**SOURCE INFORMATION**
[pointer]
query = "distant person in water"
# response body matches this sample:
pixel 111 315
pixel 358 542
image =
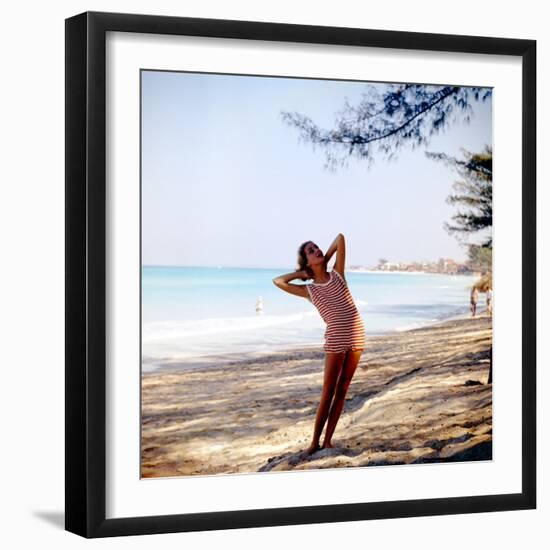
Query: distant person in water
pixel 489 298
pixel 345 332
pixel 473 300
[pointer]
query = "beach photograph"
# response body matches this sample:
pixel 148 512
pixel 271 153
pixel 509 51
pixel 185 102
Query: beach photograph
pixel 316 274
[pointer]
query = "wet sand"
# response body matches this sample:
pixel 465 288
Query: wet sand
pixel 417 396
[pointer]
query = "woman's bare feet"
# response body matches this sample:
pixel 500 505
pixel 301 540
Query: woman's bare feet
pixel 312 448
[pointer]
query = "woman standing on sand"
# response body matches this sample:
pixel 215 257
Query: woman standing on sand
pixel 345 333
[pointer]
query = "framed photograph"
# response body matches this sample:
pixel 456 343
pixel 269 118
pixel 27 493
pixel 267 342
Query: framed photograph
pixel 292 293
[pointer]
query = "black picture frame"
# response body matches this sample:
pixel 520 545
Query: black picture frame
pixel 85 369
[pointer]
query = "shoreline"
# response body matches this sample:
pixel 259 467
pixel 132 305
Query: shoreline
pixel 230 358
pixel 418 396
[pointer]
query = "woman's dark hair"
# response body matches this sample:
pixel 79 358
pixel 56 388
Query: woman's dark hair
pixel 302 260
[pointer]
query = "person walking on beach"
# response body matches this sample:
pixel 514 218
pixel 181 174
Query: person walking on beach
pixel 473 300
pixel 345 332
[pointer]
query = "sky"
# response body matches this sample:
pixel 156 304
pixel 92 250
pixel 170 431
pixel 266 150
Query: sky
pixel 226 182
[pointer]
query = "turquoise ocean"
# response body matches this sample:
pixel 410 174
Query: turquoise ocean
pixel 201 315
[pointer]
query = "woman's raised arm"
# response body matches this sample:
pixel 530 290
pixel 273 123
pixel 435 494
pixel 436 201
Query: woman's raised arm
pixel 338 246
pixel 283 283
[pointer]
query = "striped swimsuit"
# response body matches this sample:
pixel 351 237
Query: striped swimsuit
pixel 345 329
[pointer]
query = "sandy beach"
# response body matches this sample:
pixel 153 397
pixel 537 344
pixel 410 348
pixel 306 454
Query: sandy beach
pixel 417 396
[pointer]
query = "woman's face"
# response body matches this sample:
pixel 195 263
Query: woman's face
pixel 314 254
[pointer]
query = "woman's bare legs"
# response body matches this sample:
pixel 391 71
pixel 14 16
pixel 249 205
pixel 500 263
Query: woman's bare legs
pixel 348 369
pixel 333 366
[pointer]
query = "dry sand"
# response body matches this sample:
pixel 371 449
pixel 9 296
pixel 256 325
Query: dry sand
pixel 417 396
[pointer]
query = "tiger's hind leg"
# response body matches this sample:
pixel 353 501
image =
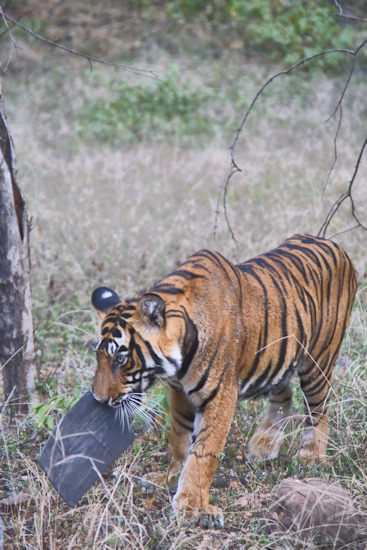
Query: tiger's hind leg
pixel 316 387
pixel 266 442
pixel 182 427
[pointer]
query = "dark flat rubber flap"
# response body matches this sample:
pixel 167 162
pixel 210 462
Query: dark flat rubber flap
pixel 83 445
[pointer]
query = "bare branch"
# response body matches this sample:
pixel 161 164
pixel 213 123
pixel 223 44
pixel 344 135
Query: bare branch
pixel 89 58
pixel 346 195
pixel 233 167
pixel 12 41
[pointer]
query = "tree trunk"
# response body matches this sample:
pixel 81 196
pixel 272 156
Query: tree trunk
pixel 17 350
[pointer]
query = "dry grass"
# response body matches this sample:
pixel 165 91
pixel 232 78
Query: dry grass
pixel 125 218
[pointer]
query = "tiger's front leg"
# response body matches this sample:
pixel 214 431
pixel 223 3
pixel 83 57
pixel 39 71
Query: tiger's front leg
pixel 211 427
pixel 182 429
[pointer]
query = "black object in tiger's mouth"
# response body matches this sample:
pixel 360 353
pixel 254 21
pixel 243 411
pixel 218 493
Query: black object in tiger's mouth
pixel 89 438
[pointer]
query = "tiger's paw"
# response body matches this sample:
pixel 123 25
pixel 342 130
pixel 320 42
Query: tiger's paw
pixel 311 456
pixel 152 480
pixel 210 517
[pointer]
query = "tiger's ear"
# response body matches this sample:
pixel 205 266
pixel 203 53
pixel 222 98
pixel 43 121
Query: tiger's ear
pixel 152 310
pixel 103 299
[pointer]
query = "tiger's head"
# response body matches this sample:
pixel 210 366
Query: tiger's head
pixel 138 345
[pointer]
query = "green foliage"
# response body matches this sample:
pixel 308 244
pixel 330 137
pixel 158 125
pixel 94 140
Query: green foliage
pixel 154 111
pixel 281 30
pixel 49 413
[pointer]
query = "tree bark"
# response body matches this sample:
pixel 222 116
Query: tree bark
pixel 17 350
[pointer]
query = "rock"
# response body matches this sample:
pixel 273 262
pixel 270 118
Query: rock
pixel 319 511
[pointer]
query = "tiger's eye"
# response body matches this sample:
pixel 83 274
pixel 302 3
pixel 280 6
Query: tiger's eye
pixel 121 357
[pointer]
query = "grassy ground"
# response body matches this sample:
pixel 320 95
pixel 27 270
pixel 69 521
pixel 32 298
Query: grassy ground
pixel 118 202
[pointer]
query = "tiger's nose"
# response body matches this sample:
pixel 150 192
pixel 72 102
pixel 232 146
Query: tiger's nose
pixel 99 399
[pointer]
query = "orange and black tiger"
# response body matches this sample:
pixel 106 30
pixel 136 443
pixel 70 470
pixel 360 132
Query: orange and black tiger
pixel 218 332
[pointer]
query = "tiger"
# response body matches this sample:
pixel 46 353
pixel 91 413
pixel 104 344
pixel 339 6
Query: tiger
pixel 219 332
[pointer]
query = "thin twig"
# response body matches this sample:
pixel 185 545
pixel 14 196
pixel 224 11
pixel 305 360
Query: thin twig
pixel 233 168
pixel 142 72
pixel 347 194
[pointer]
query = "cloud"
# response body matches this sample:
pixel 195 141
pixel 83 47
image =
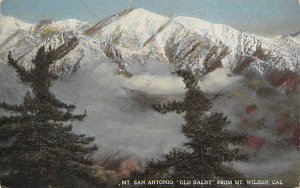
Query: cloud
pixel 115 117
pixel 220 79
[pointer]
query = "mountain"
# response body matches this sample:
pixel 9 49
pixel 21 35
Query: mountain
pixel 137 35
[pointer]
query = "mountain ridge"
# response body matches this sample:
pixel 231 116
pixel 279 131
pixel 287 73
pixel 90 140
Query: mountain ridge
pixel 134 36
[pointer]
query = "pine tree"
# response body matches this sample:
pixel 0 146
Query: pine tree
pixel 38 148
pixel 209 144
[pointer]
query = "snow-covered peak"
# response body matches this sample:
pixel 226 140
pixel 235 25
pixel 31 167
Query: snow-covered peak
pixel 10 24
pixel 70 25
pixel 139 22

**PROBLEM DETAILS**
Would you please repeat only the lines above, beginning at the one that has "pixel 371 449" and stopping after the one that has "pixel 210 462", exactly and with no pictures?

**SOLUTION FOR THIS PROBLEM**
pixel 371 449
pixel 9 296
pixel 256 325
Query: dry sand
pixel 417 396
[pointer]
query = "tiger's hind leg"
# response body matches this sample:
pixel 353 501
image =
Query: tiger's hind leg
pixel 316 387
pixel 266 442
pixel 182 427
[pointer]
query = "dark flat rubber flap"
# response body matches this sample:
pixel 167 162
pixel 210 462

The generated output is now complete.